Activity – List every industry that the text on wood as feedstock names as already using wood as a vital input.

Extracted text –
^^^^^^^^^^^^^^^^

Nevertheless, there are still challenges with the usage of wood as feedstock. Apart from climate benefits, even sustainably managed forests tend to be homogenous and may contribute to biodiversity loss in a region.81 Some additional aspects worth considering from a larger climate perspective and, to some extent, justifying biogenic carbon crediting are the location of sourcing and land use.82 The rotation period of the biomass and sequestration rate of biogenic carbon in forests is especially relevant, i.e., it is important to distinguish and prioritize the use of wood sourced from new plantations over long-standing forests.83 Additionally, the polar ice cap recession due to climate change is making more land available for novel forests in the Nordic regions. Although there is an incentive to utilize this excess woody biomass,84 this phenomenon has an overall deleterious effect on the Earth's climate as the carbon taken up by these forests cannot compensate for the decrease in polar albedo.85 Studies have acknowledged such shortcomings of Nordic wood by omitting the corresponding accounting of carbon credits from biogenic carbon uptake.41
Beyond sourcing issues, potential wood shortages due to rising demand may also be a concern. Wood is already a vital input for industries like pulp and paper, textiles, furniture, construction, bioenergy, and carbon capture. Adding new items to this list will intensify competition for biomass sourcing.86 Therefore, it is crucial to assess projected wood demand in a growing bioeconomy to prevent overharvesting and large-scale deforestation.

^^^^^^^^^^^^^^^^

Record extracts –
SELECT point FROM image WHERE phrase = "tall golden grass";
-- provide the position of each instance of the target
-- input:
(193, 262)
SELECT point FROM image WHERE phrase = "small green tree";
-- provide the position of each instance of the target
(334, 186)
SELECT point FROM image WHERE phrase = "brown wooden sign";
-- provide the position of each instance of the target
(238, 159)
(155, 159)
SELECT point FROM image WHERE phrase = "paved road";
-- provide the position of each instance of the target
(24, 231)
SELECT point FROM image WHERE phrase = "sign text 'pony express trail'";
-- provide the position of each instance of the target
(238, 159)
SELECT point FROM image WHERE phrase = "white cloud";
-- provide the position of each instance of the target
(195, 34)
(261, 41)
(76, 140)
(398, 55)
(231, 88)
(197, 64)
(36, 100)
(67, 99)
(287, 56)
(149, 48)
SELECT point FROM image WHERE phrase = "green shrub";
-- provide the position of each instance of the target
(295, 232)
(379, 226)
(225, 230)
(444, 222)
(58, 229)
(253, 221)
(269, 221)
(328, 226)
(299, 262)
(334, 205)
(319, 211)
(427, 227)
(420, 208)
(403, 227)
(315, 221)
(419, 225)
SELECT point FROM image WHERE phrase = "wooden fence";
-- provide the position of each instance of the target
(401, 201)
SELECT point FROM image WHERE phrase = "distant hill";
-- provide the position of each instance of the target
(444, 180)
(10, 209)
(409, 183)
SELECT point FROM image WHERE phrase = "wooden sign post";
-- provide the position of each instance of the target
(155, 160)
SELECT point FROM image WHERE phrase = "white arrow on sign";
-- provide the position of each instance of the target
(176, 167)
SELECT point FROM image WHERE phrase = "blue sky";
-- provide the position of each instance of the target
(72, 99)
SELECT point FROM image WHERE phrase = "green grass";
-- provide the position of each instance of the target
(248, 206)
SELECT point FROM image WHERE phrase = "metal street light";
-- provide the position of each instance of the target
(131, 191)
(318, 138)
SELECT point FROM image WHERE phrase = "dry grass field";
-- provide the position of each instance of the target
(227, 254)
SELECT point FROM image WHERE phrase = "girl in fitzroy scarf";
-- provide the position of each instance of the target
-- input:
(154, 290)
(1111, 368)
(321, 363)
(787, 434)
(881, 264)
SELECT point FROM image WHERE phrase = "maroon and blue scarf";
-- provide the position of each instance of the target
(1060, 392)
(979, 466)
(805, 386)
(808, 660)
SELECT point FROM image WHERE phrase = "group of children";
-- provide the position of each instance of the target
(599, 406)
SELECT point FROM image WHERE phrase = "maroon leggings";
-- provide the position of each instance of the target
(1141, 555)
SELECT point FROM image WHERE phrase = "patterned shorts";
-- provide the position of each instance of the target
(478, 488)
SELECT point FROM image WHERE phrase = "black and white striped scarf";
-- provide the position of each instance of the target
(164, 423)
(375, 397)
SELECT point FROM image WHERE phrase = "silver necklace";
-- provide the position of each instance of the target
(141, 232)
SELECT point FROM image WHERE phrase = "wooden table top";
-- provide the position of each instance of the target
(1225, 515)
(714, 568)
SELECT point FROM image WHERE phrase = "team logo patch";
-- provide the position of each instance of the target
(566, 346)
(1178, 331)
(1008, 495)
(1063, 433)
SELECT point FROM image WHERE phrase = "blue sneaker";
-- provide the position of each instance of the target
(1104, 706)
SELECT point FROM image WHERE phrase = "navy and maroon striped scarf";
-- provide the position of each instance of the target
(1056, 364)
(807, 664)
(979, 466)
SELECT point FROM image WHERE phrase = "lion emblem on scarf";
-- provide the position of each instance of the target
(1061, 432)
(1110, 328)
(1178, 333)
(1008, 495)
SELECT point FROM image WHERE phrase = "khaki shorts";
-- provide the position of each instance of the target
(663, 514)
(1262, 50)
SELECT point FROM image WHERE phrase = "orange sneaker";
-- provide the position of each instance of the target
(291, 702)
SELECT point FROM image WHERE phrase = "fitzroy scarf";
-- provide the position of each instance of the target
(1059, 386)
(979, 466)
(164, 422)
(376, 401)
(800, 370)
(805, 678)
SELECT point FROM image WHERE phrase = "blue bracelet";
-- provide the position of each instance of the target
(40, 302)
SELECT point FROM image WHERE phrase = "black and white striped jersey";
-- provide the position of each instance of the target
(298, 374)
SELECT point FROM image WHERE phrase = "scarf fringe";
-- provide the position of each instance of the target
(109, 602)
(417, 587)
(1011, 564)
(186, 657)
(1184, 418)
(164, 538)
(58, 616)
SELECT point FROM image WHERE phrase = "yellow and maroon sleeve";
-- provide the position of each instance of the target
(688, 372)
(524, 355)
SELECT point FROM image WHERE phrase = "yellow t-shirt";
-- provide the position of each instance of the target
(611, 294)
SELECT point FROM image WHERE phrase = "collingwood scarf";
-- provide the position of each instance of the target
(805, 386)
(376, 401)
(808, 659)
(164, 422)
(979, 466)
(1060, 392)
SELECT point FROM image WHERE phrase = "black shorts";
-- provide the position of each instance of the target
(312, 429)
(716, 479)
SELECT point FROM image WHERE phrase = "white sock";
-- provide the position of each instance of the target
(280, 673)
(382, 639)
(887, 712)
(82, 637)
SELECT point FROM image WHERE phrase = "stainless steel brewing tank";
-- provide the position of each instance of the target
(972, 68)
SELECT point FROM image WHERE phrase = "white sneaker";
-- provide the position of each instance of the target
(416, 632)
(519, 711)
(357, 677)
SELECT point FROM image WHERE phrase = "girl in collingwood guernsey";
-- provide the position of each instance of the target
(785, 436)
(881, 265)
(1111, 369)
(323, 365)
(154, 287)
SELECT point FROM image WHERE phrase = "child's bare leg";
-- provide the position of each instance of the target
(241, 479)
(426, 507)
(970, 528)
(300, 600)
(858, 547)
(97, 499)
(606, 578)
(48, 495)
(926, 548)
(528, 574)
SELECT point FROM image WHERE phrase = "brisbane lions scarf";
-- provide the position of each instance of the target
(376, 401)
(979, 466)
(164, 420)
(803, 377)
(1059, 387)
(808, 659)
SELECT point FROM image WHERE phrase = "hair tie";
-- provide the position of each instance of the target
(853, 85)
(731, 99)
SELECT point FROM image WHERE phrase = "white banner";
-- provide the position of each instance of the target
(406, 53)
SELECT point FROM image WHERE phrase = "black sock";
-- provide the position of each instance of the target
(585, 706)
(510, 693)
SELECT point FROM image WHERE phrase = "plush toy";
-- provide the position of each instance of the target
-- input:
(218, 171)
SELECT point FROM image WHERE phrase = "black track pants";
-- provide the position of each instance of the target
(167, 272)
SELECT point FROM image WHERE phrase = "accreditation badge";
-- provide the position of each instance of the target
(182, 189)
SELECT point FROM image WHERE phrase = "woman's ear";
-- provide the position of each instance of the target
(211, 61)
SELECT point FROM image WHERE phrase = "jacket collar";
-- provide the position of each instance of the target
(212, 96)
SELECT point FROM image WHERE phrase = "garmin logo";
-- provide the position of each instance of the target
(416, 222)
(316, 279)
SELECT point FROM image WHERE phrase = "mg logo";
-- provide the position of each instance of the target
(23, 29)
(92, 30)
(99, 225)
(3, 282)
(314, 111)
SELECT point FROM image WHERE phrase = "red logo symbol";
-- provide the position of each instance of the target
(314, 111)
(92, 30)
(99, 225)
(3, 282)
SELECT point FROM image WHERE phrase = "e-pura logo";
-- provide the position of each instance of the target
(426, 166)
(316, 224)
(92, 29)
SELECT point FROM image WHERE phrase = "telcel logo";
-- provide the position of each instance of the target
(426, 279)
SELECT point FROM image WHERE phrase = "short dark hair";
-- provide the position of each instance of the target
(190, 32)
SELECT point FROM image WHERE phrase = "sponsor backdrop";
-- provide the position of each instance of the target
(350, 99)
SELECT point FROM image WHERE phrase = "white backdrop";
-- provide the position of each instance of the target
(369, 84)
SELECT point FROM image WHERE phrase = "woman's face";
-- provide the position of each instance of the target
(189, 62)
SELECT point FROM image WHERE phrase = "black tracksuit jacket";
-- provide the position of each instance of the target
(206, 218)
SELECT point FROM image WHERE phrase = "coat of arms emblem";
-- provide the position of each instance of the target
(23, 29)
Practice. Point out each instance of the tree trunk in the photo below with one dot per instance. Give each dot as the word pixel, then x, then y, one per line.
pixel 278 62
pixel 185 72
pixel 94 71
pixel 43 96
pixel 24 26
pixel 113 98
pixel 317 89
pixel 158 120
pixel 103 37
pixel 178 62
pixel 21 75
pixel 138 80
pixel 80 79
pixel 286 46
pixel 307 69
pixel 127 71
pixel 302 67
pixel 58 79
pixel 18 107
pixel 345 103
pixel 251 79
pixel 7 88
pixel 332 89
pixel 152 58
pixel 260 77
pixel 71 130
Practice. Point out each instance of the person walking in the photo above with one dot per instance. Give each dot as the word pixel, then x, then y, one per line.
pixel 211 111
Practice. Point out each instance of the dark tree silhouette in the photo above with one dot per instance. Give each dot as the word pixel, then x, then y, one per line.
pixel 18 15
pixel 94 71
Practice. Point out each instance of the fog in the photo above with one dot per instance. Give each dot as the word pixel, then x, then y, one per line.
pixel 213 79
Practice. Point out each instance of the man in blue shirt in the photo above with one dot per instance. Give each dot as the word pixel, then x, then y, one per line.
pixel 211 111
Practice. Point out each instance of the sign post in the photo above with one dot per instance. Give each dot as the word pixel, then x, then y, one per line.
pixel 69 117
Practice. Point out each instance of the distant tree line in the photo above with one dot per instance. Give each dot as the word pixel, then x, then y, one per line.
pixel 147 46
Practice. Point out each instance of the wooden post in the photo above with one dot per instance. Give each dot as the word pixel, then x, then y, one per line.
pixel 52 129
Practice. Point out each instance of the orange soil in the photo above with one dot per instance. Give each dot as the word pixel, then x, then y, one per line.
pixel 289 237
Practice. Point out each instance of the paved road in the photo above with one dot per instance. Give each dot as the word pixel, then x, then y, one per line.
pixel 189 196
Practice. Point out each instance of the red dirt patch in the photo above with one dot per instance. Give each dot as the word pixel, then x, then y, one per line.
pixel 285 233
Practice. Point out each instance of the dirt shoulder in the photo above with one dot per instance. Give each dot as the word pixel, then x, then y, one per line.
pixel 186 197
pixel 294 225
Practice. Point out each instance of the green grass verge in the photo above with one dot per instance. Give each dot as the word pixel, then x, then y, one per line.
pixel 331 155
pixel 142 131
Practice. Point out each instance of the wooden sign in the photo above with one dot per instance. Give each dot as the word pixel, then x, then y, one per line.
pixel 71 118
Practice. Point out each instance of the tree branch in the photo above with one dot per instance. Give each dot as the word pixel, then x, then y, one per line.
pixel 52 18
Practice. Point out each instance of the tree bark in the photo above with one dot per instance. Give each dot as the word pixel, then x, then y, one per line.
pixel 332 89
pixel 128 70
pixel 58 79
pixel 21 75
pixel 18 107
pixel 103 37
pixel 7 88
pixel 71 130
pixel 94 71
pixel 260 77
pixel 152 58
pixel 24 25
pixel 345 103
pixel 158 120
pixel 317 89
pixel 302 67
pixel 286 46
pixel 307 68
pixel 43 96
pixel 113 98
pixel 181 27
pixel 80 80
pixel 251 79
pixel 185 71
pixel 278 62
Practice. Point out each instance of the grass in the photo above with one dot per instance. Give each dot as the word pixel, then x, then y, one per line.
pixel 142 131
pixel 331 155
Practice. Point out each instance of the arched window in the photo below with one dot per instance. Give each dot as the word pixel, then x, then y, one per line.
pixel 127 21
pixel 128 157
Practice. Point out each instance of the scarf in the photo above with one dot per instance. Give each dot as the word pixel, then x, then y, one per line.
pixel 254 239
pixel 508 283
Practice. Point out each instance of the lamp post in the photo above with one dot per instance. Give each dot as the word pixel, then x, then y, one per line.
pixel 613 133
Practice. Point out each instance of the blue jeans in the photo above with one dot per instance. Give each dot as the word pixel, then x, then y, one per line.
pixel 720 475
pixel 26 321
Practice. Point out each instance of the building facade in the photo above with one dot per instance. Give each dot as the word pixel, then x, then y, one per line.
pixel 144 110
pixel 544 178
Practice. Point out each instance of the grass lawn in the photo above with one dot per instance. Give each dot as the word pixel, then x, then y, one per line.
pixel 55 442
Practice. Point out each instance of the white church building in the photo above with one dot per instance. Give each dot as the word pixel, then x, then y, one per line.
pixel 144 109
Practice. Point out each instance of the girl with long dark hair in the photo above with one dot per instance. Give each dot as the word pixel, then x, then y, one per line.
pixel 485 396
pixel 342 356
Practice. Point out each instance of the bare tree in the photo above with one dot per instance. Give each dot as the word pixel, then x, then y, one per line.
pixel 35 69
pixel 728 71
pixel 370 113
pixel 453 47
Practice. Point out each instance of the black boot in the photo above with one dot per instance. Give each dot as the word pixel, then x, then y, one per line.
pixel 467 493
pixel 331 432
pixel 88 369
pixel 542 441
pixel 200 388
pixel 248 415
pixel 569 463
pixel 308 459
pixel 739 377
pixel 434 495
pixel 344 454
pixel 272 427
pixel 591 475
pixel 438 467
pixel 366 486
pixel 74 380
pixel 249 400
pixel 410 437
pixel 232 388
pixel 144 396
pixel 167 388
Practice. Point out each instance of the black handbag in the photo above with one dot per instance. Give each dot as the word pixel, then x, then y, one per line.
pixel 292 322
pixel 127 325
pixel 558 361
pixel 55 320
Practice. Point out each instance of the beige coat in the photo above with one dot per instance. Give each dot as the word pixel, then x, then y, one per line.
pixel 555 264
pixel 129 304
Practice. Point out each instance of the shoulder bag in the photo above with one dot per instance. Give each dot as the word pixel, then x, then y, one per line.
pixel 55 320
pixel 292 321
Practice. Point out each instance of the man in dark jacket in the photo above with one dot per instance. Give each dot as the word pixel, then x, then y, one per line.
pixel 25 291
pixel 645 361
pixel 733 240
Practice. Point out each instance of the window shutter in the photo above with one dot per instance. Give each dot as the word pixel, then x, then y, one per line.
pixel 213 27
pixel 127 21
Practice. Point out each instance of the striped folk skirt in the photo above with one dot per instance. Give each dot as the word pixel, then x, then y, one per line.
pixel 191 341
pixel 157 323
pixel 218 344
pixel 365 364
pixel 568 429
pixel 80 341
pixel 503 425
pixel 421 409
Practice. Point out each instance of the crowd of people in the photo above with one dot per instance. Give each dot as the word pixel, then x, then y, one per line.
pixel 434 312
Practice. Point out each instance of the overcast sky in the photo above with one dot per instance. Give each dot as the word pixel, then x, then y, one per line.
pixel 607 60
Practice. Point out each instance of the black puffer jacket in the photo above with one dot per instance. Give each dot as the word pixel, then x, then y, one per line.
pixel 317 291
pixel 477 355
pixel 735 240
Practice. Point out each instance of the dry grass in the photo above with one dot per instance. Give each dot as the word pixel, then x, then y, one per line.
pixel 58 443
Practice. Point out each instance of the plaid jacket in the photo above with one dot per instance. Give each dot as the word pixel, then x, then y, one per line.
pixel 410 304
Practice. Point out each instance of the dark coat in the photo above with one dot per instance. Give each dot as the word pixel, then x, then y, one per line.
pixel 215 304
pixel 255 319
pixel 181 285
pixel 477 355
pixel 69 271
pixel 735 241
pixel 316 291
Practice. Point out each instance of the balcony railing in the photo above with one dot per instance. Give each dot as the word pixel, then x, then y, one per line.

^^^^^^^^^^^^^^^^

Response to this task – Pulp and paper, textiles, furniture, construction, bioenergy, carbon capture